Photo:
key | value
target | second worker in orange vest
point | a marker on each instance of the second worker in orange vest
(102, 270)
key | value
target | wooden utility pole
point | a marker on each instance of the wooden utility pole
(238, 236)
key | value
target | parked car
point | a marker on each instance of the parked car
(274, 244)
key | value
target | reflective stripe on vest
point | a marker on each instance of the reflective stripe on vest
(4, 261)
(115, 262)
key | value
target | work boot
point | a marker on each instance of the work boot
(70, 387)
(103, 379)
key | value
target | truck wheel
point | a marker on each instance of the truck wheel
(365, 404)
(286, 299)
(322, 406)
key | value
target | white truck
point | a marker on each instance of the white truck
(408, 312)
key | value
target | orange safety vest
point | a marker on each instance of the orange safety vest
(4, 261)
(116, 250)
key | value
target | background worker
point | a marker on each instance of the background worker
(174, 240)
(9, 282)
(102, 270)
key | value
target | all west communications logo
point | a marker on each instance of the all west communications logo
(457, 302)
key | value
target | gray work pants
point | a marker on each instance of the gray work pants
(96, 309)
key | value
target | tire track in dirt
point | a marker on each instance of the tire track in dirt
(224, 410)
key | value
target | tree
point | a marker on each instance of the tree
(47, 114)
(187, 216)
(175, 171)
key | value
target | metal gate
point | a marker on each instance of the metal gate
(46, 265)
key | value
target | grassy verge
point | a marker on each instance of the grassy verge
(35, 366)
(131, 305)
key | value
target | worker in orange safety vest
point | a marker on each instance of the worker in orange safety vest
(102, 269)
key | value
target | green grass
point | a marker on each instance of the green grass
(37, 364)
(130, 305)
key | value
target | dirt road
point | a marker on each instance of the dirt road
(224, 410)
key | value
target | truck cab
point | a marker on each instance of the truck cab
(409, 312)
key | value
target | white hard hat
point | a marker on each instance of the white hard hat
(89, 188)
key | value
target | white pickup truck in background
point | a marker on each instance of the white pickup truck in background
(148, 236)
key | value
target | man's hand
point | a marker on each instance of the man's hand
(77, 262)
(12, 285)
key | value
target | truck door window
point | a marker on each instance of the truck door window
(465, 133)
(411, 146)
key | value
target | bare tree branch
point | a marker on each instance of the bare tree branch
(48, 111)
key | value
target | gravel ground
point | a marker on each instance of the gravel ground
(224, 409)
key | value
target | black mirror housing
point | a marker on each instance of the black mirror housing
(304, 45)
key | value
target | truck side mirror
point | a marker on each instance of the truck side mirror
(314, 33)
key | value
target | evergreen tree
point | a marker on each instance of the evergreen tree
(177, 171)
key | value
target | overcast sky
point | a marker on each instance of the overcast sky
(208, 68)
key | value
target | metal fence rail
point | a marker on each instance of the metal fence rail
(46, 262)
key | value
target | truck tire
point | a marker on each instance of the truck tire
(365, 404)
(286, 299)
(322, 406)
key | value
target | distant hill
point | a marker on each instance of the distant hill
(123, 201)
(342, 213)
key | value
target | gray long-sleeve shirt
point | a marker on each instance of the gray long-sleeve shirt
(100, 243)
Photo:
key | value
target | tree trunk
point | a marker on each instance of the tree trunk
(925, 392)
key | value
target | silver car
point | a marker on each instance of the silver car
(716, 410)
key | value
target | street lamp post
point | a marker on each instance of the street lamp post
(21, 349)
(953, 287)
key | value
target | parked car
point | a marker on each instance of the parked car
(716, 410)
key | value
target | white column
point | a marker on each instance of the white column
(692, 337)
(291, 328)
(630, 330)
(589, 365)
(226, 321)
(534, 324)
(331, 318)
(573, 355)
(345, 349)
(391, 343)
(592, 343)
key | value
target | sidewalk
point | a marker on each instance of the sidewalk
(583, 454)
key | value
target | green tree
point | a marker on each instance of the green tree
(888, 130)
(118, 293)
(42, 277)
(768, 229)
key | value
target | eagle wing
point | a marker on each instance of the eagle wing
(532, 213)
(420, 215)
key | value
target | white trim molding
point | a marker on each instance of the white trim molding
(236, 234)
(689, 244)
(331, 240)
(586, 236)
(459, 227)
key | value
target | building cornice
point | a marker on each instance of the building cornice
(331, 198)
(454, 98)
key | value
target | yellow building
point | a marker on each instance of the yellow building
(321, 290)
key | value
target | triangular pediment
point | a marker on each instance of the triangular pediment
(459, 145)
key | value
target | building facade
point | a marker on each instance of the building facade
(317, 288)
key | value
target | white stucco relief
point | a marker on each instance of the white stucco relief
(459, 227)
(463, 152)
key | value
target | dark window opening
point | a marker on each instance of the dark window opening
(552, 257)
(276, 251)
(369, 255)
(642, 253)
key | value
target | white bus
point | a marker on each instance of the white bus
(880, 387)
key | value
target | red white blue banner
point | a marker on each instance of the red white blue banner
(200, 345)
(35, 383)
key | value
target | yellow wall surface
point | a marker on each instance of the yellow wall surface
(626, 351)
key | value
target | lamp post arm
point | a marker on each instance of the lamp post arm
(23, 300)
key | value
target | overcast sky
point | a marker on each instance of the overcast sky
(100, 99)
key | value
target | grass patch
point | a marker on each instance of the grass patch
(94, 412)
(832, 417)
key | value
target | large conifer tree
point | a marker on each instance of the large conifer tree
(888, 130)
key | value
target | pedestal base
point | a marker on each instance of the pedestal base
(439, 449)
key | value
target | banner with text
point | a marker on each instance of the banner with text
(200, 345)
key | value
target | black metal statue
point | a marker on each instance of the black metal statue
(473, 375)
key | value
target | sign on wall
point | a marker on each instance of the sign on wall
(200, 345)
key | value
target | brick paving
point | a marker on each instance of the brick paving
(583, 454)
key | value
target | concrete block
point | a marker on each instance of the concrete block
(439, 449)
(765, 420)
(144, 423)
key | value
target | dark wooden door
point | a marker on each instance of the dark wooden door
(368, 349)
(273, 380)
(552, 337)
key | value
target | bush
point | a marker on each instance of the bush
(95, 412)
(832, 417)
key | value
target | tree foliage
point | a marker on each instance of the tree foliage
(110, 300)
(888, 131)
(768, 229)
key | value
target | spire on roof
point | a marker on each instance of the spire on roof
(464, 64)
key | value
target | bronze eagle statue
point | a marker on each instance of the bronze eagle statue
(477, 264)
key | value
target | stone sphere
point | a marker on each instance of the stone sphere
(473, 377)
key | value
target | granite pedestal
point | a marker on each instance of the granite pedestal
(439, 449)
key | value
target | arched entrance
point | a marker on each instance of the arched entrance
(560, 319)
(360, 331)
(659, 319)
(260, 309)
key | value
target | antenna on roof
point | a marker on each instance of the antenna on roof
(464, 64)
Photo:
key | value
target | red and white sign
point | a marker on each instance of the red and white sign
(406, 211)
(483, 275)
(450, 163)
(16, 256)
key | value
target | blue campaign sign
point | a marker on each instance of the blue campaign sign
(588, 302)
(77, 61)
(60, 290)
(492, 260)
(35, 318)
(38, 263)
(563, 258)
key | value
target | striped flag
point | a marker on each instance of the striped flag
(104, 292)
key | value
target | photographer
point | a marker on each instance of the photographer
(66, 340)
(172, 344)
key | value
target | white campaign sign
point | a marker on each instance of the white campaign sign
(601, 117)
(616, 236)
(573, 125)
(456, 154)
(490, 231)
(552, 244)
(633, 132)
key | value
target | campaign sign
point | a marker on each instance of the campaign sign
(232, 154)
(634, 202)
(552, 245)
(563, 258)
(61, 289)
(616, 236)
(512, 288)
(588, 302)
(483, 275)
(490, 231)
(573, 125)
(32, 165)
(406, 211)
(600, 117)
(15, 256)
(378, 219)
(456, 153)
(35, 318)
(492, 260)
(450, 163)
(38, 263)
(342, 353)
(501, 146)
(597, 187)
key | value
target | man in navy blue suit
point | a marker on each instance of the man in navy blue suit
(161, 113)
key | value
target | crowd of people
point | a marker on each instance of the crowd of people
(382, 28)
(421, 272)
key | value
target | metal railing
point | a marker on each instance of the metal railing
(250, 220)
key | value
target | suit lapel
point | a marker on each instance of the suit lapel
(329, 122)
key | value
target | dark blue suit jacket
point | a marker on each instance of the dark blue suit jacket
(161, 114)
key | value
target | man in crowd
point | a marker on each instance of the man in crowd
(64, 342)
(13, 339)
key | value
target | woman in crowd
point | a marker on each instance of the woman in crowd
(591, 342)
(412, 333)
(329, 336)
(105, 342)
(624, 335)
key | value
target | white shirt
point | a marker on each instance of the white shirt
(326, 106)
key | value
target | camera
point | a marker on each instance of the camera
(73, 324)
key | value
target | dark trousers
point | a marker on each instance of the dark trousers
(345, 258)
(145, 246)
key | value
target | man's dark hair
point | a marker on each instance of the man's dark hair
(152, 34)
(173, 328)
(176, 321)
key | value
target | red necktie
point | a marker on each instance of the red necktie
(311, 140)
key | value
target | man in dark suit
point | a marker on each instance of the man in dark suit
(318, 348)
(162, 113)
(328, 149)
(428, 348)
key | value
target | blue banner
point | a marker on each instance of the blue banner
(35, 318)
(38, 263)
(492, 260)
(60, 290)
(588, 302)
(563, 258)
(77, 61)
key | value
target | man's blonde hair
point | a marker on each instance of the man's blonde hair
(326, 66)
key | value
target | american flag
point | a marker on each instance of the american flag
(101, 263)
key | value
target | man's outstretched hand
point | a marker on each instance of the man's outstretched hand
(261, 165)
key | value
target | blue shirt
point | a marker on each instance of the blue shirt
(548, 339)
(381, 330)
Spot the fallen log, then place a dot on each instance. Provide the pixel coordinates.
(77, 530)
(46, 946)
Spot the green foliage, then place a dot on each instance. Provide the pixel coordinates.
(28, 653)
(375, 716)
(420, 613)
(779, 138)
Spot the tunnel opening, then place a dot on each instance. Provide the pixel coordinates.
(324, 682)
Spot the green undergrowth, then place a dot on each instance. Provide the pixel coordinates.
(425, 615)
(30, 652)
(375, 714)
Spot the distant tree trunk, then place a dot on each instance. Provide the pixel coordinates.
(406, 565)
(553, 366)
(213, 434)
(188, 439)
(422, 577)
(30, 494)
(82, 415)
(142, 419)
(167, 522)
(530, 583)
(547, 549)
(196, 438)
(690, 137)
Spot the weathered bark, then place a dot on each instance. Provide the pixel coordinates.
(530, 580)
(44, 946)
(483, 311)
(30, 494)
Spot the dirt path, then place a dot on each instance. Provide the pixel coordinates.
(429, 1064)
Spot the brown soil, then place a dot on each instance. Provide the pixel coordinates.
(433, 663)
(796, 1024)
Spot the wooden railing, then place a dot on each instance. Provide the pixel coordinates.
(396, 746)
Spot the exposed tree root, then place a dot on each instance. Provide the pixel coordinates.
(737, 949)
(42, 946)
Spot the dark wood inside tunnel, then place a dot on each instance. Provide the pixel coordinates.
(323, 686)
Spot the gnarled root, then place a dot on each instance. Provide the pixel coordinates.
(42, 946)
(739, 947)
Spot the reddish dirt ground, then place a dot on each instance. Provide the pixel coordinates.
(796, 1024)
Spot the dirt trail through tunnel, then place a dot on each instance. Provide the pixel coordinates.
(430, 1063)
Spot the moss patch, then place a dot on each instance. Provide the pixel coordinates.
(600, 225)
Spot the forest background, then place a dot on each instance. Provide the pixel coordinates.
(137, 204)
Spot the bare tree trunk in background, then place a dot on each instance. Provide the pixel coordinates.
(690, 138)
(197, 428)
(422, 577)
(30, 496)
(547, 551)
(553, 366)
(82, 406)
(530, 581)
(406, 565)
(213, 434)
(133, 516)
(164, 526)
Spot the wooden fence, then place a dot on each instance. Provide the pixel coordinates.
+++
Which lines above run from the one containing "target | tire track in dirt" down to the one containing "target | truck door window"? Repeat exactly those, both ends included, and nothing else.

target | tire track in dirt
point | a marker on each instance of the tire track in dirt
(224, 410)
key | value
target | tree
point | a marker on each instance of the tree
(47, 114)
(187, 216)
(175, 171)
key | value
target | metal gate
point | a marker on each instance of the metal gate
(46, 265)
key | value
target | grassy verge
point | a marker on each instance of the grassy verge
(35, 366)
(131, 305)
key | value
target | worker in orange safety vest
point | a marker on each instance of the worker in orange safety vest
(102, 269)
key | value
target | green grass
point | a marker on each instance of the green grass
(37, 364)
(130, 305)
key | value
target | dirt road
point | a marker on each instance of the dirt road
(224, 410)
key | value
target | truck cab
point | a marker on each instance of the truck cab
(409, 312)
key | value
target | white hard hat
point | a marker on each instance of the white hard hat
(89, 188)
key | value
target | white pickup truck in background
point | a marker on each instance of the white pickup truck in background
(148, 236)
key | value
target | man's hand
point | a marker on each instance of the man's hand
(77, 262)
(12, 285)
key | value
target | truck door window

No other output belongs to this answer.